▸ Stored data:
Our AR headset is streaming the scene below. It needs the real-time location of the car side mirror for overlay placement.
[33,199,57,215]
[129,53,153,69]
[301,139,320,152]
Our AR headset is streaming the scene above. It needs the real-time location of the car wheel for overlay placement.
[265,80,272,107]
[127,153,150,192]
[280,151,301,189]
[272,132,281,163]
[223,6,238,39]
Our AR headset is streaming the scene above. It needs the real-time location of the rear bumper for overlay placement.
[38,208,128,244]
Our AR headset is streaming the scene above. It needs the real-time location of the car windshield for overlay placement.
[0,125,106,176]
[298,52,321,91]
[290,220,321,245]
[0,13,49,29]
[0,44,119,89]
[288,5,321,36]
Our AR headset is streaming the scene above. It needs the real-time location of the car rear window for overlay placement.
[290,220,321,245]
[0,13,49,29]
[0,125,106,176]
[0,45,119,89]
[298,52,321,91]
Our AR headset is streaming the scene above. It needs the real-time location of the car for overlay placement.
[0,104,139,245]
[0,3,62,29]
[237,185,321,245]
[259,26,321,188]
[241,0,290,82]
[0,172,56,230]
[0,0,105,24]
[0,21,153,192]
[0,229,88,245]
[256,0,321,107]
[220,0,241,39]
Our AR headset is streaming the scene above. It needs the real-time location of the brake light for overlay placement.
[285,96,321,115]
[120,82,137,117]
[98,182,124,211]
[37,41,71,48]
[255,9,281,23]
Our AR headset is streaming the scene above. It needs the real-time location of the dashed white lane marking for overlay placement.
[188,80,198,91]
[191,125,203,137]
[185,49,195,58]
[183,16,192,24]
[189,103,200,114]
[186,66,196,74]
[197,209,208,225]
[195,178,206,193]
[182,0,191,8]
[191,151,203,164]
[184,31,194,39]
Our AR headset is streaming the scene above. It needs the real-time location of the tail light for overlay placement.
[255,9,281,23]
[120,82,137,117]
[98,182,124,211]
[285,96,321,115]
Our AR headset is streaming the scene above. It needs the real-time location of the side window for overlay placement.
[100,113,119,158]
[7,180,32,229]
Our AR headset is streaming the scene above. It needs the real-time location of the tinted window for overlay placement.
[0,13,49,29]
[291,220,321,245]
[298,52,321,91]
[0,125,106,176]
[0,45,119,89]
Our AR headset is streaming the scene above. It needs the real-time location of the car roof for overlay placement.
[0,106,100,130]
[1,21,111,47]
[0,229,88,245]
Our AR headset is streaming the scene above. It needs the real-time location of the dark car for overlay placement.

▸ YOUR OBJECTIVE: Quote the listing above word for word, from its first line through the line with "[38,208,128,244]", including both of those lines.

▸ ANSWER:
Our AR headset is streaming the scene below. It needs the real-time location of the car side mirror for overlay placement.
[33,199,57,215]
[129,53,153,69]
[301,139,320,152]
Our AR headset is streaming the scene above. It needs the real-time location of the car wheel for overlay placement.
[265,80,272,107]
[127,153,150,192]
[280,151,301,189]
[272,132,281,163]
[223,6,238,39]
Our AR headset is streaming the scene above. It needs the real-time location of the rear bumper for overlay placement.
[38,208,128,244]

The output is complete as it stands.